▶ **OBIETTIVO DEL COMPITO**:
Trascrivi dall'articolo sui licenziamenti alla AbbVie il brano che inizia con le parole "L’azienda è stata" e fermati dopo le parole "le sue cose.".

Alla AbbVie licenziamenti individuali per ragioni economiche. Eppure la multinazionale ha da poco acquistato il marchio della casa del Botox per oltre 63 miliardi di dollari. Una contraddizione che spaventa il personale, 1300 dipendenti tra la sede apriliana di Campoverde e quella di Roma.
Nei giorni scorsi la multinazionale ha irrogato due licenziamenti, di dipendenti che stavano ad Aprilia poi trasferiti a Roma, per ragioni economiche e ristrutturazioni aziendali. In periodo di crisi non sembra una novità eclatante, ma lo diventa se l’azienda in questione, sempre attenta alle problematiche dei lavoratori, dopo un consistente investimento arriva a figure come se nulla fosse. Appena lo scorso anno un rapporto di Pharma RepTrak del Reputation Institute ha premiato la nota multinazionale come l’azienda farmaceutica con la reputazione più alta in Italia. Ma allora cosa succede alla Abbvie di Aprilia?
L’azienda è stata considerata tra le prime quattro multinazionali dove i lavoratori lavorano meglio e la prima nel suo settore. Nel Workplaces Italia 2017 così dichiarava “…Il significativo avanzamento registrato da AbbVie nella classifica Best Workplaces 2017 rappresenta per noi un risultato importante…è un riconoscimento del costante impegno rivolto ad accrescere il benessere dei nostri dipendenti e creare un ambiente di lavoro stimolante improntato alla collaborazione e al dialogo”.
Le performance aziendali aumento incessantemente. Prova ne è la lieta notizia apparsa lo scorso mese su “Il Sole 24 Ore” dell’acquisto del marchio Botox. Ma lei, l’ultima figura soppressa, l’altro ieri è entrata allo stabilimento, ha timbrato il cartellino, ma varcata la soglia del suo posto di lavoro le è stato consegnato uno scatolone: licenziata in tronco, invitata a prendere e portare via le sue cose.
L’ormai ex dipendente AbbVie ha dato mandato a Fabio Leggiero, avvocato giuslavorista del Foro di Latina, di impugnare il licenziamento.
L’avvocato Leggiero ha ritenuto percorribile e assolutamente legittima la battaglia giudiziaria “stante le criticità del provvedimento di licenziamento”, facendo rilevare che negli ultimi anni si sta assistendo soprattutto nelle grandi industrie, a frequenti e immotivati licenziamenti non sempre correlati alle esigenze organizzative o economiche e comunque nel rispetto della legge. ”
Si dimentica sempre più spesso – ha affermato l’avvocato Leggiero – che allorquando al vaglio Giurisdizionale siano comunque dimostrate le ragioni della crisi, il datore di lavoro non è mai libero di licenziare un dipendente, ma ha invece l’obbligo contrattuale di ricollocare il lavoratore in ogni reparto e/o area di disponibilità; deve in sostanza fare il possibile per salvaguardare il posto di lavoro. Il rammarico nella vicenda è che nel caso di specie, una Big Pharma non ha fatto il possibile a salvaguardia delle proprie maestranze. Nei prossimi mesi la battaglia proseguirà nelle aule del Tribunale Lavoro”.

▶ **INFORMAZIONI ESTRATTE**:

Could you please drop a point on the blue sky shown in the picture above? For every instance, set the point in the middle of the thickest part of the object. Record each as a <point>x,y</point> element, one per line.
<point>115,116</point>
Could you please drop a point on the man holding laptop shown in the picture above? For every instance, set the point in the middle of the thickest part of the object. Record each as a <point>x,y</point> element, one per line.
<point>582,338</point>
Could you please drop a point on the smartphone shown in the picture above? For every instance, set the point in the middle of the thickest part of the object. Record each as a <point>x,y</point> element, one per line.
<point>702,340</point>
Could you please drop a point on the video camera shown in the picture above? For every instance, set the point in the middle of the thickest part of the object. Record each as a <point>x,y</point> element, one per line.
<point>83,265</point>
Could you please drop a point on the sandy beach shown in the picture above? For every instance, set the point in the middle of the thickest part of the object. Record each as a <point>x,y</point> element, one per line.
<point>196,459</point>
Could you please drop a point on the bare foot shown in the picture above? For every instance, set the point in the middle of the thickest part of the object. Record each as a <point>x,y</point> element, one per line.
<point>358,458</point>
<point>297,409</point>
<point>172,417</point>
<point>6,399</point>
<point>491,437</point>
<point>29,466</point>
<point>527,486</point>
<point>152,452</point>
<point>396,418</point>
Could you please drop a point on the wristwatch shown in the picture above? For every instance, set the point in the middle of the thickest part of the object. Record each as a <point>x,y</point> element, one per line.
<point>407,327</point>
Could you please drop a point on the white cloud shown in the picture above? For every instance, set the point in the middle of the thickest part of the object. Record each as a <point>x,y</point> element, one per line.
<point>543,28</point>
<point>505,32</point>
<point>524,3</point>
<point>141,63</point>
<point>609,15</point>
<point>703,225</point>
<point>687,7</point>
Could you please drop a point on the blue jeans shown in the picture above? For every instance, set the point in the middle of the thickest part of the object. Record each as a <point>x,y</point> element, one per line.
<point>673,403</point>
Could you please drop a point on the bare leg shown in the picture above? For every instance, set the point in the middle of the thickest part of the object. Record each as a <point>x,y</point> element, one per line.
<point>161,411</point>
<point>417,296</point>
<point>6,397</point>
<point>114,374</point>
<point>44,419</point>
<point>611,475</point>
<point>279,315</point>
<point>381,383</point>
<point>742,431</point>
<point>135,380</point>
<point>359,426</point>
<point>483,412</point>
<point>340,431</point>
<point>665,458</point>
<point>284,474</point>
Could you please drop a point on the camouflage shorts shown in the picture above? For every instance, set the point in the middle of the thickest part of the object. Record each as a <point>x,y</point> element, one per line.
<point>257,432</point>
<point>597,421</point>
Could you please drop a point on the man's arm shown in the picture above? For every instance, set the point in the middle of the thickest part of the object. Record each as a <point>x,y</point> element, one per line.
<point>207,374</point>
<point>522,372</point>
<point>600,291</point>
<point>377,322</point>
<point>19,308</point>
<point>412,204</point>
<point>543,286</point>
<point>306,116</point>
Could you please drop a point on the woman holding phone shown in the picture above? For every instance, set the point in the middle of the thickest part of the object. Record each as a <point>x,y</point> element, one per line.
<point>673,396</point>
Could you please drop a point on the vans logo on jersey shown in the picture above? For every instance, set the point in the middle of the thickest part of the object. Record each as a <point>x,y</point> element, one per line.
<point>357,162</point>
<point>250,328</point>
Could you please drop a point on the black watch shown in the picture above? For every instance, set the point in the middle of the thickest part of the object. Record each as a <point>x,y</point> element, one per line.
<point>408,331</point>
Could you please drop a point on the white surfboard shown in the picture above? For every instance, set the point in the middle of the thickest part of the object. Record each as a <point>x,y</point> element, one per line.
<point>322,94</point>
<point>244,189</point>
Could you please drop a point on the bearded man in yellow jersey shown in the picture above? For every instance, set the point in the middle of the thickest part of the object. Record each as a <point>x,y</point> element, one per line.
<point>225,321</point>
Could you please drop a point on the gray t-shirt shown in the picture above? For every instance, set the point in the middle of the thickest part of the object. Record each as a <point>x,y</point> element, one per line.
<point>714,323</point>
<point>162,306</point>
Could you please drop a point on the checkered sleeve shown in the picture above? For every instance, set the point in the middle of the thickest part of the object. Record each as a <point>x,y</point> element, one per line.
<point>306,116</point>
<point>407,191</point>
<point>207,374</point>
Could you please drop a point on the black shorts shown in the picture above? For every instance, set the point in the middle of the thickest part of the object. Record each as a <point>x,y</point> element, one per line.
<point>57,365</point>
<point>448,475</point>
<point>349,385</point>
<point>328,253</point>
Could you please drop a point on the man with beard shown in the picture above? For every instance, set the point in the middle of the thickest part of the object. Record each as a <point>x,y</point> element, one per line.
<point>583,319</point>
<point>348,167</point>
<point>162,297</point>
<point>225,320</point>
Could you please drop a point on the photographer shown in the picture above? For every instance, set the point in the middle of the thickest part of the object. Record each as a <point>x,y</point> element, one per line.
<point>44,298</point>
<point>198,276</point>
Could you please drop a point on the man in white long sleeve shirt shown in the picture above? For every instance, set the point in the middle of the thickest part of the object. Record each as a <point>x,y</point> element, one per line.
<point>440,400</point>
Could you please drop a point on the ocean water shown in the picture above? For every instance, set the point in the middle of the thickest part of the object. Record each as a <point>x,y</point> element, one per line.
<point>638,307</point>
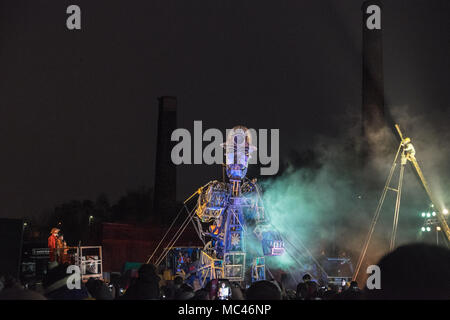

▶ **ESERCIZIO SVOLTO**:
L’azienda è stata considerata tra le prime quattro multinazionali dove i lavoratori lavorano meglio e la prima nel suo settore. Nel Workplaces Italia 2017 così dichiarava “…Il significativo avanzamento registrato da AbbVie nella classifica Best Workplaces 2017 rappresenta per noi un risultato importante…è un riconoscimento del costante impegno rivolto ad accrescere il benessere dei nostri dipendenti e creare un ambiente di lavoro stimolante improntato alla collaborazione e al dialogo”.
Le performance aziendali aumento incessantemente. Prova ne è la lieta notizia apparsa lo scorso mese su “Il Sole 24 Ore” dell’acquisto del marchio Botox. Ma lei, l’ultima figura soppressa, l’altro ieri è entrata allo stabilimento, ha timbrato il cartellino, ma varcata la soglia del suo posto di lavoro le è stato consegnato uno scatolone: licenziata in tronco, invitata a prendere e portare via le sue cose.